◆ TASK STATEMENT: Restate the entries below word for word, omitting nothing.

==== DATA IN THIS EXERCISE ====

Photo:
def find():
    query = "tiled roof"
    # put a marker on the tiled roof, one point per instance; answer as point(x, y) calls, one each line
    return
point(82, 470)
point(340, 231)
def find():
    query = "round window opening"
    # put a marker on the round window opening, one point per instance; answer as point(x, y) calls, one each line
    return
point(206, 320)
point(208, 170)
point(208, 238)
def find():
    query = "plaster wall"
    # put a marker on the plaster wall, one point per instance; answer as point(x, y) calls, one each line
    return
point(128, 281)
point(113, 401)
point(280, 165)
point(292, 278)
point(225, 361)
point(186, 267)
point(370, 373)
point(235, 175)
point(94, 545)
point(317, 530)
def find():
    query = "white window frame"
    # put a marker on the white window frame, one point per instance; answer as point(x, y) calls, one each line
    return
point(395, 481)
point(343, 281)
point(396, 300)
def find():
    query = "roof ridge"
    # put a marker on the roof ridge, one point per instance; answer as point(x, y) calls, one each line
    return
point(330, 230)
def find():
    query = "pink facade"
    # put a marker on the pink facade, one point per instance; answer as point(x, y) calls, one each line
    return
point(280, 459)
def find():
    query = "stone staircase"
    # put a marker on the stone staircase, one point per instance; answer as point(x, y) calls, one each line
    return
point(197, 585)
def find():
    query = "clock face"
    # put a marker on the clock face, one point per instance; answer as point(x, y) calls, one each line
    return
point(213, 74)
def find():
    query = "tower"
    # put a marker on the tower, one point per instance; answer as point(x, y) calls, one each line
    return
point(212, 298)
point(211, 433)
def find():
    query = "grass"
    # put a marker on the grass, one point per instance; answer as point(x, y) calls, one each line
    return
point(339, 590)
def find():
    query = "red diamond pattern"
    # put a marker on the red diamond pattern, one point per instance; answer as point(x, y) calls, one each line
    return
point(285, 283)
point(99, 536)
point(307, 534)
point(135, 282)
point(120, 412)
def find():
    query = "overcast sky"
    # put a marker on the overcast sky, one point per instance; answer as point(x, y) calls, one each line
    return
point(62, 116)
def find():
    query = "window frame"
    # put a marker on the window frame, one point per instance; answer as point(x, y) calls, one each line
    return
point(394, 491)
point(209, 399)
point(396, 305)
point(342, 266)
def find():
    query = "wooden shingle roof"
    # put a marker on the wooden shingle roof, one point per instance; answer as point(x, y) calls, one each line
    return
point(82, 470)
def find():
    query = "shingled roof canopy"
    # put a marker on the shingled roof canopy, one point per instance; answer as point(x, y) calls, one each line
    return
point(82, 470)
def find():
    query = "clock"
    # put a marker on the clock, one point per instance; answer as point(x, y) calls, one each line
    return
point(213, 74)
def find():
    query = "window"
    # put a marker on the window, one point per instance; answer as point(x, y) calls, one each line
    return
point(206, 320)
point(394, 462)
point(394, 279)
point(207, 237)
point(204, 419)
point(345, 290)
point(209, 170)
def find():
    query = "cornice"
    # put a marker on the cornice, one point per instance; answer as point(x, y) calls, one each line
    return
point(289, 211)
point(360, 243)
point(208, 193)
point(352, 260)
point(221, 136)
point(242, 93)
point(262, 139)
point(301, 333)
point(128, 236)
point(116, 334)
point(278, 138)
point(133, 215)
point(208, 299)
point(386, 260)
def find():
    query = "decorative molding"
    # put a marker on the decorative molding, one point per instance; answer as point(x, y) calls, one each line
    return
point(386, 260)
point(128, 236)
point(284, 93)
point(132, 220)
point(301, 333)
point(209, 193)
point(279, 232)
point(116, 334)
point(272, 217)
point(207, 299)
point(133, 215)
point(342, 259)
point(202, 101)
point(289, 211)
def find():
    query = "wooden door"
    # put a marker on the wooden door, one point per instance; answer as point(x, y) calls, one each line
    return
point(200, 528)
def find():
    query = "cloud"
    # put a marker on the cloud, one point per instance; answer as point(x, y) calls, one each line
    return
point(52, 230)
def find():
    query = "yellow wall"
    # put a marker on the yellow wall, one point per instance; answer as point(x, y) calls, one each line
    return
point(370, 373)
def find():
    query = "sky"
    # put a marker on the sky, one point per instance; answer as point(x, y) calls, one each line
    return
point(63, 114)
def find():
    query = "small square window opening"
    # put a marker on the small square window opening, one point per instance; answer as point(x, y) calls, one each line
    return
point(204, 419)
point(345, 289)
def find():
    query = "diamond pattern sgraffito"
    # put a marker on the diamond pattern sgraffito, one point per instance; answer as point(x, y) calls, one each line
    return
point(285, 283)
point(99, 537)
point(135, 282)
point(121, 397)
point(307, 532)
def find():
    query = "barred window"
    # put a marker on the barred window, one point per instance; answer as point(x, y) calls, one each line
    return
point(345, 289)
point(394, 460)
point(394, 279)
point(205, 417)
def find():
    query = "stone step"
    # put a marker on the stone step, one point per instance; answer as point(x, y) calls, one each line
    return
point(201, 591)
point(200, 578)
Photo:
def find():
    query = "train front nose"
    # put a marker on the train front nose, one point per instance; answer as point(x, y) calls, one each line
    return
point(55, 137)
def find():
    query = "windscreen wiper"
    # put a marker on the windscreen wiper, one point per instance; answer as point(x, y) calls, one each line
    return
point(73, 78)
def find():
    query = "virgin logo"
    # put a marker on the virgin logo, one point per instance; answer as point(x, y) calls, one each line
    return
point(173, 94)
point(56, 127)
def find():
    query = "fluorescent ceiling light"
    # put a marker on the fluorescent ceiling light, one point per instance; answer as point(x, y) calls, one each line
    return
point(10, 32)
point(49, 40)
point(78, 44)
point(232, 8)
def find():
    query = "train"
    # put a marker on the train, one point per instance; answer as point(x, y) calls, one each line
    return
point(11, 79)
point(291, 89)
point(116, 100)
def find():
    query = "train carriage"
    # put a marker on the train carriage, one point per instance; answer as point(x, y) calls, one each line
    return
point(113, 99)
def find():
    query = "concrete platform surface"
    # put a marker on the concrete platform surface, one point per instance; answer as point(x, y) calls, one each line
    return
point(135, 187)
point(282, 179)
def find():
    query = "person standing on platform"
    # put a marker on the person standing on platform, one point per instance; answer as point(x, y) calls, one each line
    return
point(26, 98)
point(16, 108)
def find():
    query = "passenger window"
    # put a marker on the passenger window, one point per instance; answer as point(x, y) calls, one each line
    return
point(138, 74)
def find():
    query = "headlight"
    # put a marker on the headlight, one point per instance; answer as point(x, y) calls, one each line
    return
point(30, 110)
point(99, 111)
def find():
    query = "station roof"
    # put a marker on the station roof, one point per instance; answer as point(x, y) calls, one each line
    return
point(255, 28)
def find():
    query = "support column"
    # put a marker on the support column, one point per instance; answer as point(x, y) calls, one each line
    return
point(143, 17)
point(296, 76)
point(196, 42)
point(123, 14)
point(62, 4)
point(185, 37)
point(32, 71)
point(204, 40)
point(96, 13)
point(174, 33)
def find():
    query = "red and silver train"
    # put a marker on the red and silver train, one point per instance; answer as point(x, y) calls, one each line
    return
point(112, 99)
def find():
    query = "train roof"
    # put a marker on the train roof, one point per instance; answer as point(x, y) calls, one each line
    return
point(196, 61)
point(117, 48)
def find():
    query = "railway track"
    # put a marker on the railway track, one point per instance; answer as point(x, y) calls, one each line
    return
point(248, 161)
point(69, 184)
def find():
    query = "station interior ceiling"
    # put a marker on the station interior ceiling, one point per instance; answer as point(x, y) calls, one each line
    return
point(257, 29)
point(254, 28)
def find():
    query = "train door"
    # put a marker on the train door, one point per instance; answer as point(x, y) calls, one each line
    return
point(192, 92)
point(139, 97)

====

◆ THE RESPONSE:
Photo:
def find():
    query = "tiled roof"
    # put a marker on the tiled roof, one point per instance; answer as point(x, y) calls, one each line
    return
point(82, 470)
point(340, 231)
def find():
    query = "round window opening"
    # put a marker on the round window opening, one point per instance; answer as point(x, y) calls, one each line
    return
point(206, 320)
point(208, 170)
point(208, 238)
def find():
    query = "plaster wall"
    # put a marker on the plaster wall, one point per instance; answer as point(x, y) calls, one each line
    return
point(128, 281)
point(113, 401)
point(280, 165)
point(292, 278)
point(225, 361)
point(186, 267)
point(370, 373)
point(235, 175)
point(94, 545)
point(317, 530)
def find():
    query = "white window frame"
    # put a marker on the white window frame, one point per instance; answer as point(x, y) calls, one each line
    return
point(395, 481)
point(343, 281)
point(396, 300)
def find():
    query = "roof ridge"
    # put a marker on the roof ridge, one point per instance; answer as point(x, y) calls, one each line
    return
point(330, 230)
def find():
    query = "pink facade"
    # put a marker on the pink facade, one point per instance; answer as point(x, y) calls, one each line
    return
point(280, 459)
def find():
    query = "stone staircase"
    # put a marker on the stone staircase, one point per instance; answer as point(x, y) calls, one each line
    return
point(197, 585)
def find():
    query = "clock face"
    # put a marker on the clock face, one point per instance; answer as point(x, y) calls, one each line
    return
point(213, 74)
def find():
    query = "tower"
    # put a marker on the tower, one point per instance; answer as point(x, y) calls, one each line
    return
point(212, 298)
point(211, 433)
def find():
    query = "grass"
    # put a marker on the grass, one point per instance; answer as point(x, y) calls, one each line
    return
point(339, 590)
def find():
    query = "red diamond pattern"
    # put a marker on the red diamond pattern, one point per instance; answer as point(x, y) calls, one each line
    return
point(285, 283)
point(99, 536)
point(307, 534)
point(135, 282)
point(120, 412)
def find():
    query = "overcast sky"
    # put a marker on the overcast sky, one point per instance; answer as point(x, y) calls, one each line
    return
point(62, 116)
def find():
    query = "window frame"
    # put a marker on the window frame, one point per instance; answer as point(x, y) calls, one each line
    return
point(394, 491)
point(209, 399)
point(396, 305)
point(342, 266)
def find():
    query = "wooden shingle roof"
    # put a marker on the wooden shingle roof, one point per instance; answer as point(x, y) calls, one each line
    return
point(82, 470)
def find():
    query = "shingled roof canopy"
    # put a marker on the shingled roof canopy, one point per instance; answer as point(x, y) calls, one each line
    return
point(82, 470)
def find():
    query = "clock"
    # put a marker on the clock, one point per instance; answer as point(x, y) calls, one each line
    return
point(213, 74)
def find():
    query = "window"
    # put a marker on the window, one point per instance; answer as point(x, y) calls, one each line
    return
point(206, 320)
point(394, 462)
point(394, 279)
point(207, 237)
point(204, 419)
point(345, 290)
point(209, 170)
def find():
    query = "cornice"
    # put a marker on the cornice, one point per instance; answer as point(x, y) calls, one each line
    return
point(289, 211)
point(360, 243)
point(208, 193)
point(352, 260)
point(221, 136)
point(242, 93)
point(262, 139)
point(301, 333)
point(128, 236)
point(116, 334)
point(278, 138)
point(133, 215)
point(208, 299)
point(386, 260)
def find():
    query = "decorative molding"
    # put a marker on the decorative molding, one point per instance; answer as point(x, y) calls, one each line
    return
point(386, 260)
point(128, 236)
point(284, 93)
point(132, 220)
point(301, 333)
point(209, 193)
point(279, 232)
point(116, 334)
point(272, 217)
point(207, 299)
point(133, 215)
point(342, 259)
point(202, 101)
point(289, 211)
def find():
    query = "wooden door"
    # put a marker on the wooden door, one point per instance; answer as point(x, y) calls, one each line
    return
point(200, 528)
def find():
    query = "cloud"
    # put a marker on the cloud, one point per instance; answer as point(x, y) calls, one each line
    return
point(52, 230)
def find():
    query = "yellow wall"
    # put a marker on the yellow wall, one point per instance; answer as point(x, y) calls, one each line
    return
point(370, 373)
def find():
    query = "sky"
    # put a marker on the sky, one point per instance; answer as point(x, y) calls, one each line
    return
point(63, 114)
def find():
    query = "small square window opening"
    # put a marker on the small square window opening, one point per instance; answer as point(x, y) calls, one each line
    return
point(204, 419)
point(345, 289)
def find():
    query = "diamond pattern sgraffito"
    # put a marker on the diamond pattern sgraffito, one point per instance; answer as point(x, y) calls, one each line
    return
point(285, 283)
point(99, 537)
point(135, 282)
point(121, 397)
point(307, 532)
def find():
    query = "barred window"
    # put a marker on the barred window, one point per instance; answer as point(x, y) calls, one each line
    return
point(345, 289)
point(394, 460)
point(394, 279)
point(205, 417)
def find():
    query = "stone step"
    # put a marker on the stone step, one point per instance; answer as point(x, y) calls, one each line
    return
point(201, 591)
point(200, 578)
Photo:
def find():
    query = "train front nose"
    # put a marker on the train front nose, one point per instance; answer as point(x, y) calls, one each line
    return
point(55, 137)
def find():
    query = "windscreen wiper"
    # put a marker on the windscreen wiper, one point per instance; answer as point(x, y) calls, one each line
    return
point(73, 78)
def find():
    query = "virgin logo"
    # put a marker on the virgin logo, one point per instance; answer as point(x, y) calls, one each line
    return
point(173, 94)
point(56, 127)
def find():
    query = "fluorescent ceiling light"
    # put a marker on the fluorescent ceiling light, one point per instance; answer as point(x, y) calls, one each line
    return
point(10, 32)
point(49, 40)
point(78, 44)
point(232, 8)
def find():
    query = "train"
    # put a marker on the train, one point per instance; answer as point(x, y) calls, one each line
    return
point(11, 79)
point(291, 89)
point(116, 100)
def find():
    query = "train carriage"
    # put a marker on the train carriage, one point per instance; answer as point(x, y) calls, one each line
    return
point(113, 99)
def find():
    query = "concrete platform surface"
    # put a marker on the concrete platform surface, one point per instance; answer as point(x, y) calls, one each line
    return
point(135, 187)
point(282, 179)
def find():
    query = "person standing on platform"
    # put a marker on the person standing on platform, one point per instance; answer as point(x, y) calls, one each line
    return
point(26, 98)
point(16, 108)
def find():
    query = "passenger window"
    # put a marker on the passenger window, one point per instance; answer as point(x, y) calls, one each line
    return
point(138, 74)
def find():
    query = "headlight"
    # put a marker on the headlight, one point per instance; answer as point(x, y) calls, one each line
    return
point(30, 110)
point(99, 111)
def find():
    query = "station roof"
    # put a marker on the station roof, one point per instance; answer as point(x, y) calls, one each line
    return
point(255, 28)
def find():
    query = "support column"
    # put a marker on the support column, one point per instance; answer as point(x, y) calls, one each line
    return
point(143, 17)
point(296, 76)
point(196, 42)
point(123, 14)
point(62, 4)
point(185, 37)
point(32, 71)
point(204, 40)
point(96, 13)
point(174, 33)
def find():
    query = "red and silver train"
    # put a marker on the red and silver train, one point per instance; answer as point(x, y) calls, one each line
    return
point(112, 99)
def find():
    query = "train roof"
    # put a marker on the train roof, one point per instance; answer as point(x, y) calls, one each line
    return
point(196, 61)
point(117, 48)
def find():
    query = "railway track"
    # put a marker on the railway track, one point per instance; answer as point(x, y) calls, one each line
    return
point(248, 161)
point(69, 184)
def find():
    query = "station interior ceiling"
    # put a marker on the station interior ceiling, one point per instance; answer as point(x, y) calls, one each line
    return
point(257, 29)
point(254, 28)
def find():
    query = "train door"
    # put a marker on the train door, one point per instance; answer as point(x, y) calls, one each line
    return
point(192, 92)
point(139, 97)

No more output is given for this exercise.